TASK DIRECTIONS |
An exact copy of every record is needed.

Items from a dataset:
********

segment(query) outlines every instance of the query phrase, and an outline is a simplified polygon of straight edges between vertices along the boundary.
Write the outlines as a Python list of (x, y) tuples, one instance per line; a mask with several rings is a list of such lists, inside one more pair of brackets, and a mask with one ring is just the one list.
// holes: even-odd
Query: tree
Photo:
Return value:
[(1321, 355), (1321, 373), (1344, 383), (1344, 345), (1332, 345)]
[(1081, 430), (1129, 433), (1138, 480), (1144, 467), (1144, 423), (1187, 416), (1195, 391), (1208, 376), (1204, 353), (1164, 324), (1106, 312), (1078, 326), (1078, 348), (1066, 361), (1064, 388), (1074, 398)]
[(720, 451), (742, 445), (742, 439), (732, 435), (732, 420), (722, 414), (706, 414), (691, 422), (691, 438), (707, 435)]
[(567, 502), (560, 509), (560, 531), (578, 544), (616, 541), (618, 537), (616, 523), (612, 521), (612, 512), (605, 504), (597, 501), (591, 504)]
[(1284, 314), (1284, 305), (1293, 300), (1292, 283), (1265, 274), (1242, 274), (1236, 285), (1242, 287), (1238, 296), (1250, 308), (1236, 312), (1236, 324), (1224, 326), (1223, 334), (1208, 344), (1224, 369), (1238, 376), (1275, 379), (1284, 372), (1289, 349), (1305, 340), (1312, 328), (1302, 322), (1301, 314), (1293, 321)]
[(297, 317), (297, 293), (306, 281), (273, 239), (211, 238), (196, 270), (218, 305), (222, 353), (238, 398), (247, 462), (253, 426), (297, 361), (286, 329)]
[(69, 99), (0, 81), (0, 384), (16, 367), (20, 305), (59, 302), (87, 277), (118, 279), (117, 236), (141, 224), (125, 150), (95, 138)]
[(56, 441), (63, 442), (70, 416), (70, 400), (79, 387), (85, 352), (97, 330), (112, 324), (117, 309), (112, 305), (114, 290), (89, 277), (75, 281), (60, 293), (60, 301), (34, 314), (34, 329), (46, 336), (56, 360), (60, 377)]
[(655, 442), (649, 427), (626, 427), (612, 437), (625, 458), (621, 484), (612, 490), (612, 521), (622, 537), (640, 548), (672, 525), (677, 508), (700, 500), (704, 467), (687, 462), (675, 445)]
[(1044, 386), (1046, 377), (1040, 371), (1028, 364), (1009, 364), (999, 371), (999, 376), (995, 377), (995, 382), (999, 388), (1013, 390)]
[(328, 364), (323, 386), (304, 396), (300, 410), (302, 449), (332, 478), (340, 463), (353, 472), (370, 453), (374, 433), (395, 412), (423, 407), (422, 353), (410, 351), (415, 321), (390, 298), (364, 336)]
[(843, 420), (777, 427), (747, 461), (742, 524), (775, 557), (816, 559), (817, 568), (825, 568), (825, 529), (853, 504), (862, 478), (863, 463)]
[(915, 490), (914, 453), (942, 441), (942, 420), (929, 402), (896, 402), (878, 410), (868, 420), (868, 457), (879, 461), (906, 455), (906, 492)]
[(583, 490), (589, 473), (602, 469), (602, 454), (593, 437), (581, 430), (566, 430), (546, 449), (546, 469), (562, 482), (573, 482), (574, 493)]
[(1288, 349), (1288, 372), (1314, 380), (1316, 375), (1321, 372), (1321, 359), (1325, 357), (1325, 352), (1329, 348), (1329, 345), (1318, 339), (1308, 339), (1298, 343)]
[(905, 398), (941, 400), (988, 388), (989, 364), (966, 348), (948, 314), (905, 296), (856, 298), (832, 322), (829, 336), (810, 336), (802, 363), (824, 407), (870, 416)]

********

RESPONSE TO THIS EXERCISE |
segment(query) outlines every instance of the query phrase, and an outline is a simplified polygon of straight edges between vertices along the boundary.
Write the outlines as a Python list of (x, y) tuples, one instance per line; a mask with several rings is a list of such lists, inside one more pair of brackets, and a mask with one ring is just the one list.
// holes: even-odd
Query: tree
Photo:
Return value:
[(1321, 355), (1321, 373), (1344, 383), (1344, 345), (1332, 345)]
[(1081, 430), (1129, 433), (1138, 480), (1144, 467), (1144, 423), (1187, 416), (1195, 391), (1208, 376), (1204, 353), (1164, 324), (1106, 312), (1078, 326), (1078, 348), (1066, 361), (1064, 388), (1074, 398)]
[(720, 451), (742, 445), (742, 439), (732, 435), (732, 420), (722, 414), (706, 414), (691, 422), (691, 438), (707, 435)]
[(567, 502), (560, 509), (560, 531), (578, 544), (616, 541), (618, 537), (616, 523), (612, 521), (612, 512), (605, 504), (597, 501), (591, 504)]
[(1284, 314), (1284, 305), (1293, 300), (1292, 283), (1265, 274), (1242, 274), (1236, 285), (1242, 287), (1238, 296), (1250, 308), (1236, 312), (1236, 324), (1224, 326), (1223, 334), (1208, 344), (1224, 369), (1238, 376), (1275, 379), (1284, 372), (1289, 349), (1305, 340), (1312, 328), (1302, 322), (1301, 314), (1293, 321)]
[(297, 317), (297, 293), (306, 281), (273, 239), (211, 238), (196, 270), (218, 305), (222, 353), (238, 398), (247, 462), (253, 426), (297, 361), (286, 329)]
[(69, 99), (0, 81), (0, 384), (16, 367), (20, 305), (59, 302), (87, 277), (118, 279), (117, 236), (141, 224), (125, 150), (95, 138)]
[(56, 441), (63, 442), (70, 416), (70, 400), (79, 387), (85, 352), (97, 330), (112, 324), (117, 309), (112, 305), (114, 290), (89, 277), (75, 281), (60, 293), (60, 301), (34, 314), (34, 329), (46, 336), (56, 360), (60, 377)]
[(655, 442), (649, 427), (626, 427), (612, 437), (625, 458), (621, 484), (612, 490), (612, 521), (622, 537), (640, 548), (672, 525), (677, 508), (700, 500), (704, 467), (687, 462), (675, 445)]
[(1044, 386), (1046, 377), (1040, 371), (1028, 364), (1009, 364), (999, 371), (999, 376), (995, 377), (995, 382), (999, 388), (1013, 390)]
[(328, 364), (323, 386), (304, 396), (300, 410), (302, 449), (332, 478), (340, 463), (353, 472), (370, 453), (374, 433), (395, 412), (423, 407), (422, 353), (410, 351), (415, 321), (390, 298), (364, 336)]
[(843, 420), (777, 427), (747, 461), (742, 524), (775, 557), (816, 559), (817, 568), (825, 568), (825, 529), (853, 504), (862, 478), (863, 463)]
[(915, 490), (914, 453), (942, 441), (942, 420), (929, 402), (896, 402), (878, 410), (868, 420), (868, 457), (879, 461), (906, 455), (906, 492)]
[(583, 490), (589, 473), (602, 469), (602, 454), (593, 437), (581, 430), (566, 430), (546, 449), (546, 469), (562, 482), (573, 482), (574, 493)]
[(1288, 349), (1288, 372), (1314, 380), (1316, 375), (1321, 372), (1321, 359), (1325, 357), (1325, 352), (1329, 348), (1329, 345), (1318, 339), (1308, 339), (1298, 343)]
[(905, 398), (941, 400), (988, 388), (989, 364), (966, 348), (948, 314), (905, 296), (856, 298), (832, 322), (829, 336), (810, 336), (802, 363), (824, 407), (870, 416)]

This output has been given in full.